* **TASK BRIEF**:
Collect every line in the material below that contains the string "skin".
╭─ EXCERPTED DATA
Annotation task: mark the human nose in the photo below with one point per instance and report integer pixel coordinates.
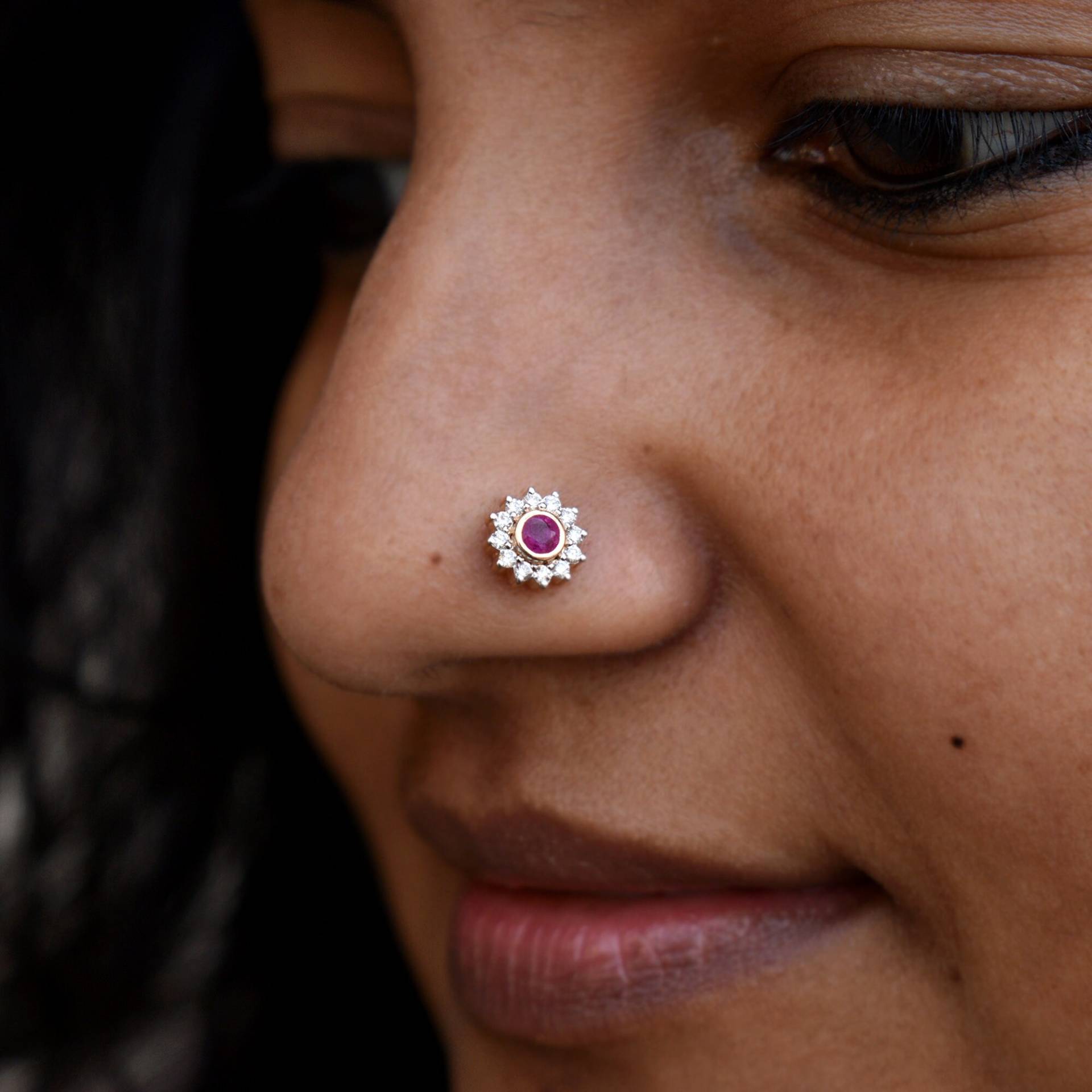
(479, 359)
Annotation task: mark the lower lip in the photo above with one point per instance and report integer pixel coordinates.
(561, 968)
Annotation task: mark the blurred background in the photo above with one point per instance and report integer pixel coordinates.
(185, 900)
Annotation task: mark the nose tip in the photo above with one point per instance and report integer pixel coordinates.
(369, 597)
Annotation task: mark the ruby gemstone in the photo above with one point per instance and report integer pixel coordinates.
(541, 534)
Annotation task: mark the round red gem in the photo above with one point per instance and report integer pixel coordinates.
(541, 534)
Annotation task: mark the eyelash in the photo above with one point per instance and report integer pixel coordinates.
(1036, 156)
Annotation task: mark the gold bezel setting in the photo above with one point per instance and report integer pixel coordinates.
(512, 553)
(520, 540)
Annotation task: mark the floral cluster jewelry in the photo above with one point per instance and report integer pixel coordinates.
(536, 537)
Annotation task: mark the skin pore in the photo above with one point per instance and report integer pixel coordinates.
(832, 444)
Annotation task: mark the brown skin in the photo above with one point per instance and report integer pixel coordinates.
(838, 484)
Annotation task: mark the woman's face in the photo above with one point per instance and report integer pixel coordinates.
(818, 374)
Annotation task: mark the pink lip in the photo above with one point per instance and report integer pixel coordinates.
(566, 968)
(567, 935)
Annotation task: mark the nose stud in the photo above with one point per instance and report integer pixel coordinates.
(536, 537)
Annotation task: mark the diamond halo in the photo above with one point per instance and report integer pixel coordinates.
(536, 537)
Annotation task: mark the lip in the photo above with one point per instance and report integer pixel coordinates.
(565, 936)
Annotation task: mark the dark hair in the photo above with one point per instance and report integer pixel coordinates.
(185, 900)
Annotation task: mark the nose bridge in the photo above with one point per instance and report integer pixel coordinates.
(481, 359)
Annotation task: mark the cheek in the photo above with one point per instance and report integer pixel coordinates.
(940, 580)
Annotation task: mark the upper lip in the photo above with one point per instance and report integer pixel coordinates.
(532, 849)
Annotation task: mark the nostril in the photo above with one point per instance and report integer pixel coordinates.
(371, 597)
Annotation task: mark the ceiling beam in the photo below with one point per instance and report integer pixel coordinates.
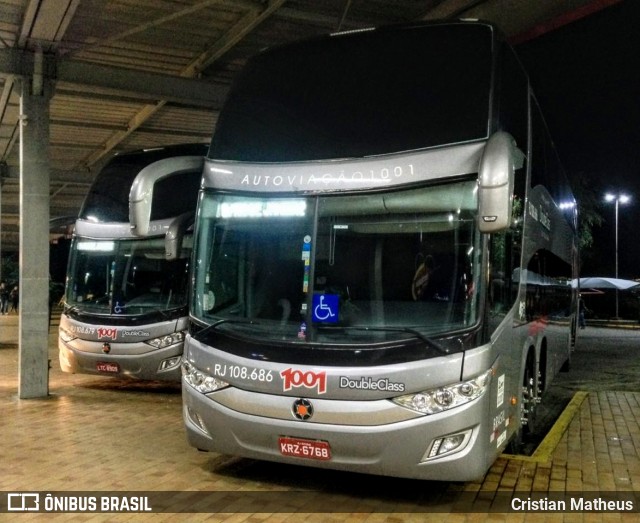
(244, 26)
(16, 62)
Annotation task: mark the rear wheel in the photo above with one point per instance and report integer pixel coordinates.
(528, 404)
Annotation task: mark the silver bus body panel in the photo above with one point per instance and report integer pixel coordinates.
(128, 351)
(393, 449)
(366, 431)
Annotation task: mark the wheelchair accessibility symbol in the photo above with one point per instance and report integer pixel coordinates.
(325, 308)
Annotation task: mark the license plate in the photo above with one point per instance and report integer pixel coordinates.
(304, 448)
(103, 366)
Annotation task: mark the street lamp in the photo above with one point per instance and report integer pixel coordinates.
(618, 199)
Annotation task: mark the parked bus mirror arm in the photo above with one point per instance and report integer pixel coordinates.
(141, 193)
(499, 162)
(175, 234)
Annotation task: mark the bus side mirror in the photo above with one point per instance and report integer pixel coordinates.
(141, 193)
(174, 235)
(499, 162)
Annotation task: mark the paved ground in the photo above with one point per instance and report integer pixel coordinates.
(100, 434)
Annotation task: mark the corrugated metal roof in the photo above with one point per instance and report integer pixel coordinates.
(208, 40)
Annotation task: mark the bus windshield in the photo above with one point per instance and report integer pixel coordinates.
(339, 269)
(126, 277)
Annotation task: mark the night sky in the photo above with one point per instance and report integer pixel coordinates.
(586, 76)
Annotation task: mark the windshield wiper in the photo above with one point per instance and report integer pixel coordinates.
(215, 325)
(431, 343)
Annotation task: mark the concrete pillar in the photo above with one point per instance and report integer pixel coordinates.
(34, 241)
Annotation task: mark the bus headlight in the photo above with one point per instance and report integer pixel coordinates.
(66, 336)
(444, 398)
(166, 341)
(201, 381)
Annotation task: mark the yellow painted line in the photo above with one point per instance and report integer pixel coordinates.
(545, 450)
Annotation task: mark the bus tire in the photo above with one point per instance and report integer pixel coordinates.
(528, 405)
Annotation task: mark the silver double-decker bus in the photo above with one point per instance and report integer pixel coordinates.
(125, 303)
(384, 248)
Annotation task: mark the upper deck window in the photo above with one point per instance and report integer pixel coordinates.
(363, 94)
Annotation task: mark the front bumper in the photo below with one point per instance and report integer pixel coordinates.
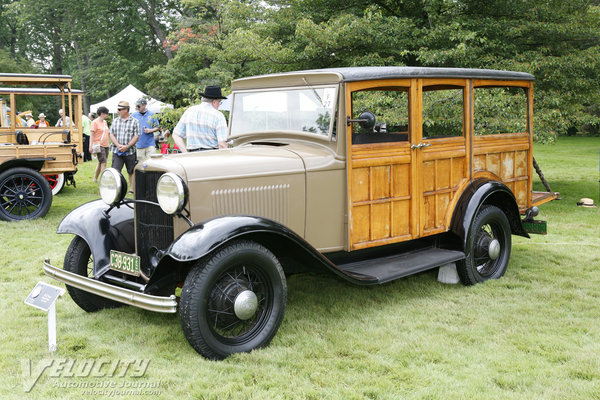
╰─
* **CORRECT ANSWER**:
Annotation task: mark the skin pore in the photo above with one point per instance and report integer pixel coordinates.
Annotation task: mark the brown skin in the photo above with one point per instance and report integer pixel coordinates.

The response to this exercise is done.